> **PROBLEM DETAILS**: In the material below, find each line that contains the word "cloud" and copy it.

○ ○ ○ ○

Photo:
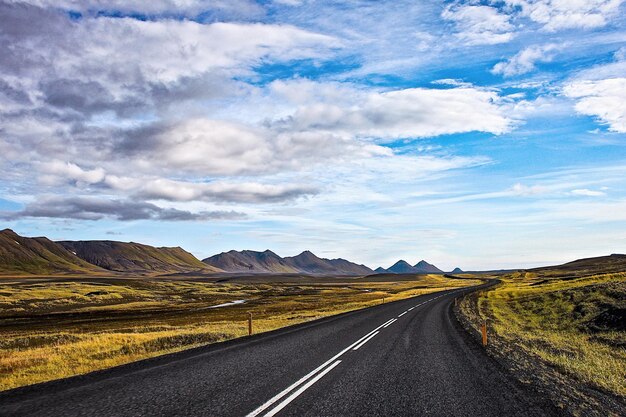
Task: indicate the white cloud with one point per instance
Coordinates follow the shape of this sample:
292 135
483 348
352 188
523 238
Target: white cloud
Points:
68 171
588 193
567 14
603 99
413 112
241 192
179 7
525 60
526 190
479 25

○ ○ ○ ○

> **YOUR RESPONSE**:
Task: indicate the white cloud with one point per instance
Target: white cloud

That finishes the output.